Dataset entries
*** Block opens ***
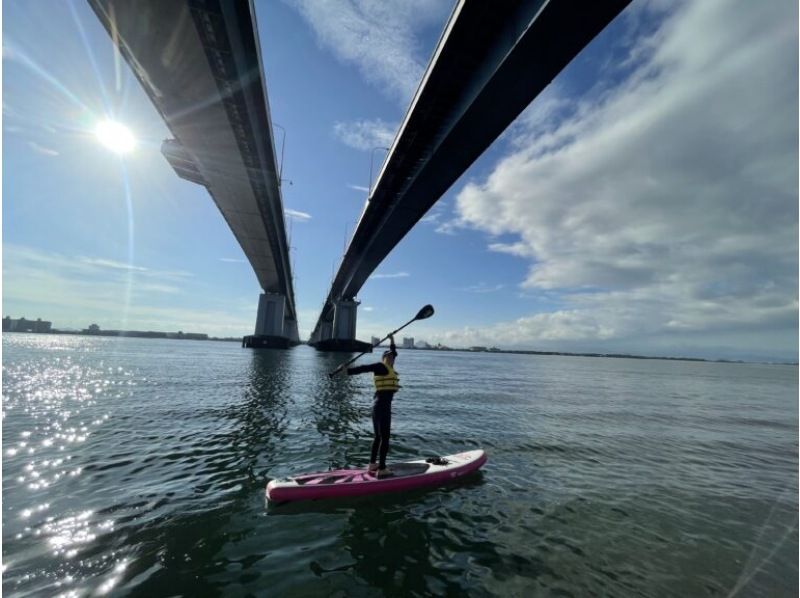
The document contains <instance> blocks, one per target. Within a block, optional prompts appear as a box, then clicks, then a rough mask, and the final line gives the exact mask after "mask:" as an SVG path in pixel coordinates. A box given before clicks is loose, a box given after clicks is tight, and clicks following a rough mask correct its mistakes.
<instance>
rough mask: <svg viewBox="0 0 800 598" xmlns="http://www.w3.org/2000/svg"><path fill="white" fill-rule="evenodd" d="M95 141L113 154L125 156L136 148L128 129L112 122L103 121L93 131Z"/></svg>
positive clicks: (121, 125) (135, 141) (119, 124)
mask: <svg viewBox="0 0 800 598" xmlns="http://www.w3.org/2000/svg"><path fill="white" fill-rule="evenodd" d="M94 133H95V135H97V139H98V140H99V141H100V143H102V144H103V145H105V146H106V147H107V148H108V149H110V150H111V151H112V152H114V153H115V154H127V153H128V152H130V151H131V150H133V148H134V147H136V139H134V137H133V133H131V131H130V129H128V127H126V126H125V125H123V124H122V123H118V122H116V121H113V120H104V121H102V122H100V123H98V124H97V127H95V130H94Z"/></svg>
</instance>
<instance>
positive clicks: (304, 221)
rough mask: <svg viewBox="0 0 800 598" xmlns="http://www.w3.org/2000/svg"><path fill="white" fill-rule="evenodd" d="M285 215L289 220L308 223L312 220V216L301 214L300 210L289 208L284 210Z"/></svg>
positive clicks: (309, 215) (310, 214) (305, 212)
mask: <svg viewBox="0 0 800 598" xmlns="http://www.w3.org/2000/svg"><path fill="white" fill-rule="evenodd" d="M283 213H284V214H285V215H286V217H287V218H291V219H292V220H295V221H299V222H306V221H308V220H311V214H307V213H306V212H300V211H298V210H290V209H289V208H286V209H284V210H283Z"/></svg>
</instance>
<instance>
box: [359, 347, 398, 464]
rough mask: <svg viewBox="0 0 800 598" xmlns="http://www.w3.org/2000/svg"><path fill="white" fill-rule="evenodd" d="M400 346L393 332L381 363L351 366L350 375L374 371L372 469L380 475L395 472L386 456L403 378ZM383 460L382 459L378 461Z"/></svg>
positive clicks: (363, 373) (369, 462) (371, 458)
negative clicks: (400, 377) (400, 375)
mask: <svg viewBox="0 0 800 598" xmlns="http://www.w3.org/2000/svg"><path fill="white" fill-rule="evenodd" d="M396 357H397V347H396V346H395V344H394V336H392V335H391V334H390V335H389V350H388V351H384V353H383V359H382V360H381V362H380V363H373V364H371V365H362V366H359V367H354V368H348V369H347V375H348V376H353V375H355V374H364V373H366V372H371V373H372V374H373V376H374V377H373V379H374V382H375V401H374V402H373V403H372V427H373V429H374V431H375V438H374V439H373V440H372V452H371V455H370V459H369V467H368V471H370V472H375V475H376V476H377V477H379V478H382V477H386V476H390V475H392V472H391V470H390V469H389V468H388V467H386V455H387V454H388V453H389V434H390V432H391V427H392V397H394V393H396V392H397V391H398V390H400V378H399V377H398V375H397V372H396V371H395V369H394V360H395V358H396ZM378 459H380V460H378Z"/></svg>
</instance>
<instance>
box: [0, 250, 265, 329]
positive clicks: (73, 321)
mask: <svg viewBox="0 0 800 598" xmlns="http://www.w3.org/2000/svg"><path fill="white" fill-rule="evenodd" d="M190 283H191V284H195V281H194V277H192V275H191V274H190V273H187V272H182V271H171V270H159V269H153V268H143V267H139V266H129V265H128V264H126V263H123V262H118V261H115V260H111V259H107V258H91V257H85V256H71V255H67V254H63V253H58V252H50V251H44V250H41V249H36V248H31V247H26V246H20V245H14V244H5V245H4V246H3V310H4V314H7V315H12V316H14V317H19V316H23V315H24V316H33V317H42V318H44V319H48V320H51V321H52V322H53V325H54V326H55V327H56V328H63V327H74V328H85V327H87V326H88V325H89V324H90V323H92V322H97V323H99V324H100V325H101V326H102V327H103V328H109V329H114V328H126V329H144V330H167V331H169V330H173V329H174V330H179V329H180V330H184V331H196V332H206V333H209V334H216V335H238V334H242V333H243V332H244V333H246V332H249V331H251V330H252V326H253V318H254V314H255V307H254V306H251V305H245V304H242V305H241V306H237V305H232V304H231V303H230V302H226V303H225V306H224V307H220V308H212V307H205V308H201V307H194V308H192V307H189V306H187V305H186V303H187V301H186V299H185V298H182V297H181V295H184V294H187V293H188V294H191V295H192V296H195V291H196V289H195V288H194V287H192V288H187V286H186V285H188V284H190ZM164 302H167V303H176V302H177V303H179V304H178V305H167V304H165V303H164ZM34 314H35V315H34Z"/></svg>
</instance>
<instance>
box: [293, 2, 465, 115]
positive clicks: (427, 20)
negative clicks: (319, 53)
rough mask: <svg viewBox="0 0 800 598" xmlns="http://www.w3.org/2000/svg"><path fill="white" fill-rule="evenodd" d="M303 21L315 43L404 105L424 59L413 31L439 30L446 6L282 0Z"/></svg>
mask: <svg viewBox="0 0 800 598" xmlns="http://www.w3.org/2000/svg"><path fill="white" fill-rule="evenodd" d="M286 1H287V4H289V5H291V6H293V7H295V8H296V9H297V11H298V12H299V13H300V14H301V15H302V16H303V18H304V19H305V20H306V21H307V22H308V23H309V25H310V26H311V28H312V29H313V30H314V32H315V33H316V36H317V40H318V42H319V44H320V45H321V46H322V47H324V48H327V49H329V50H332V51H333V52H334V53H335V55H336V57H337V58H338V59H339V60H341V61H342V62H344V63H346V64H352V65H354V66H356V67H357V68H358V70H359V71H360V72H361V75H362V76H363V77H364V78H365V79H366V80H367V81H368V82H369V83H371V84H373V85H375V86H377V87H378V88H379V89H381V91H383V92H384V93H385V94H386V95H388V96H390V97H393V98H396V99H398V100H399V101H400V102H401V103H402V104H403V105H405V104H407V103H408V101H409V100H410V99H411V96H412V95H413V93H414V90H415V89H416V88H417V84H418V82H419V80H420V78H421V77H422V73H423V72H424V70H425V66H426V64H427V60H428V56H427V53H424V52H423V50H422V48H421V43H420V40H419V37H418V36H419V33H420V32H421V31H423V30H424V29H426V28H428V27H432V26H435V27H441V26H442V25H443V23H444V21H445V19H446V17H447V15H448V14H449V11H450V9H451V7H452V4H449V3H447V2H431V1H430V0H405V1H404V2H383V1H382V0H286Z"/></svg>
*** Block closes ***
Work task: The records above are to be restated word for word, excluding all pictures.

Answer space:
The document contains <instance> blocks, one per target. Within a block, optional prompts appear as a box, then clicks, then a rough mask, and the final line gives the exact mask after "mask:" as an SVG path in pixel coordinates. A box given before clicks is loose, a box given after clicks is tight, and clicks following a rough mask correct its mistakes.
<instance>
rough mask: <svg viewBox="0 0 800 598" xmlns="http://www.w3.org/2000/svg"><path fill="white" fill-rule="evenodd" d="M95 141L113 154L125 156L136 148L128 129L112 122L103 121L93 131Z"/></svg>
positive clicks: (121, 125) (135, 141) (119, 124)
mask: <svg viewBox="0 0 800 598" xmlns="http://www.w3.org/2000/svg"><path fill="white" fill-rule="evenodd" d="M94 133H95V135H97V139H98V140H99V141H100V143H102V144H103V145H105V146H106V147H107V148H108V149H110V150H111V151H112V152H114V153H115V154H127V153H128V152H130V151H131V150H133V148H134V147H136V139H134V137H133V133H131V131H130V129H128V127H126V126H125V125H123V124H122V123H118V122H116V121H113V120H104V121H102V122H100V123H98V124H97V127H95V130H94Z"/></svg>
</instance>
<instance>
positive clicks: (304, 221)
rough mask: <svg viewBox="0 0 800 598" xmlns="http://www.w3.org/2000/svg"><path fill="white" fill-rule="evenodd" d="M285 215L289 220L308 223L312 220V216L301 214L300 210L289 208L284 210Z"/></svg>
positive clicks: (309, 215) (310, 214) (305, 212)
mask: <svg viewBox="0 0 800 598" xmlns="http://www.w3.org/2000/svg"><path fill="white" fill-rule="evenodd" d="M283 213H284V214H285V215H286V217H287V218H291V219H292V220H295V221H299V222H306V221H308V220H311V214H307V213H306V212H300V211H298V210H290V209H289V208H286V209H284V210H283Z"/></svg>
</instance>
<instance>
box: [359, 347, 398, 464]
rough mask: <svg viewBox="0 0 800 598" xmlns="http://www.w3.org/2000/svg"><path fill="white" fill-rule="evenodd" d="M400 346L393 332L381 363L351 366L350 375L374 371L372 469L380 475L395 472L386 456L403 378ZM383 460L382 459L378 461Z"/></svg>
positive clicks: (363, 373) (369, 462) (371, 458)
negative clicks: (400, 377) (400, 375)
mask: <svg viewBox="0 0 800 598" xmlns="http://www.w3.org/2000/svg"><path fill="white" fill-rule="evenodd" d="M396 357H397V347H396V346H395V344H394V336H392V335H391V334H390V335H389V350H388V351H384V353H383V359H382V360H381V362H380V363H373V364H371V365H362V366H359V367H354V368H348V369H347V375H348V376H353V375H355V374H364V373H366V372H371V373H372V374H373V376H374V377H373V379H374V382H375V401H374V402H373V403H372V427H373V429H374V431H375V438H374V439H373V440H372V452H371V455H370V459H369V467H368V471H370V472H375V475H376V476H377V477H379V478H382V477H386V476H390V475H392V472H391V470H390V469H389V468H388V467H386V455H387V454H388V453H389V434H390V432H391V427H392V397H394V393H396V392H397V391H398V390H400V378H399V377H398V375H397V372H396V371H395V369H394V360H395V358H396ZM378 459H380V460H378Z"/></svg>
</instance>
<instance>
box: [0, 250, 265, 329]
positive clicks: (73, 321)
mask: <svg viewBox="0 0 800 598" xmlns="http://www.w3.org/2000/svg"><path fill="white" fill-rule="evenodd" d="M190 283H191V284H195V281H194V277H192V275H191V274H190V273H187V272H182V271H171V270H159V269H153V268H143V267H139V266H129V265H128V264H126V263H123V262H118V261H115V260H111V259H107V258H91V257H85V256H71V255H67V254H63V253H58V252H50V251H44V250H41V249H36V248H31V247H26V246H20V245H14V244H5V245H4V246H3V310H4V314H7V315H12V316H14V317H19V316H23V315H24V316H33V317H42V318H44V319H48V320H51V321H52V322H53V325H54V326H55V327H56V328H63V327H74V328H85V327H87V326H88V325H89V324H90V323H92V322H97V323H99V324H100V325H101V326H102V327H103V328H109V329H114V328H126V329H144V330H167V331H169V330H173V329H174V330H179V329H180V330H184V331H196V332H206V333H209V334H216V335H238V334H242V333H243V332H244V333H246V332H249V331H251V330H252V326H253V318H254V314H255V307H254V306H251V305H245V304H242V305H241V306H237V305H232V304H231V303H230V302H226V303H225V306H224V307H220V308H212V307H205V308H201V307H194V308H192V307H189V306H187V305H186V303H187V301H186V299H185V298H182V297H181V295H184V294H187V293H188V294H191V295H192V296H195V291H196V289H195V288H194V287H192V288H187V286H186V285H188V284H190ZM164 302H167V303H176V302H177V303H179V304H178V305H167V304H165V303H164ZM34 314H35V315H34Z"/></svg>
</instance>
<instance>
box: [293, 2, 465, 115]
positive clicks: (427, 20)
negative clicks: (319, 53)
rough mask: <svg viewBox="0 0 800 598" xmlns="http://www.w3.org/2000/svg"><path fill="white" fill-rule="evenodd" d="M303 21L315 43L404 105L424 59L413 31L439 30L446 6L282 0Z"/></svg>
mask: <svg viewBox="0 0 800 598" xmlns="http://www.w3.org/2000/svg"><path fill="white" fill-rule="evenodd" d="M286 1H287V4H289V5H291V6H293V7H295V8H296V9H297V11H298V12H299V13H300V14H301V15H302V16H303V18H304V19H305V20H306V21H307V22H308V23H309V25H310V26H311V28H312V29H313V30H314V32H315V33H316V36H317V40H318V42H319V44H320V45H321V46H322V47H324V48H327V49H329V50H332V51H333V52H334V53H335V55H336V57H337V58H338V59H339V60H341V61H342V62H344V63H346V64H352V65H354V66H356V67H357V68H358V70H359V71H360V72H361V75H362V76H363V77H364V78H365V79H366V80H367V81H368V82H369V83H371V84H373V85H375V86H377V87H378V88H379V89H381V91H383V92H384V93H385V94H386V95H388V96H390V97H393V98H396V99H398V100H399V101H400V102H401V103H402V104H403V105H405V104H407V103H408V101H409V100H410V99H411V96H412V95H413V93H414V90H415V89H416V88H417V84H418V82H419V80H420V78H421V77H422V73H423V72H424V70H425V66H426V64H427V60H428V56H427V53H424V52H423V50H422V48H421V43H420V40H419V37H418V36H419V33H420V32H421V31H423V30H424V29H426V28H428V27H432V26H435V27H441V26H442V25H443V23H444V21H445V19H446V17H447V15H448V14H449V11H450V9H451V7H452V4H449V3H447V2H431V1H430V0H405V1H404V2H383V1H382V0H286Z"/></svg>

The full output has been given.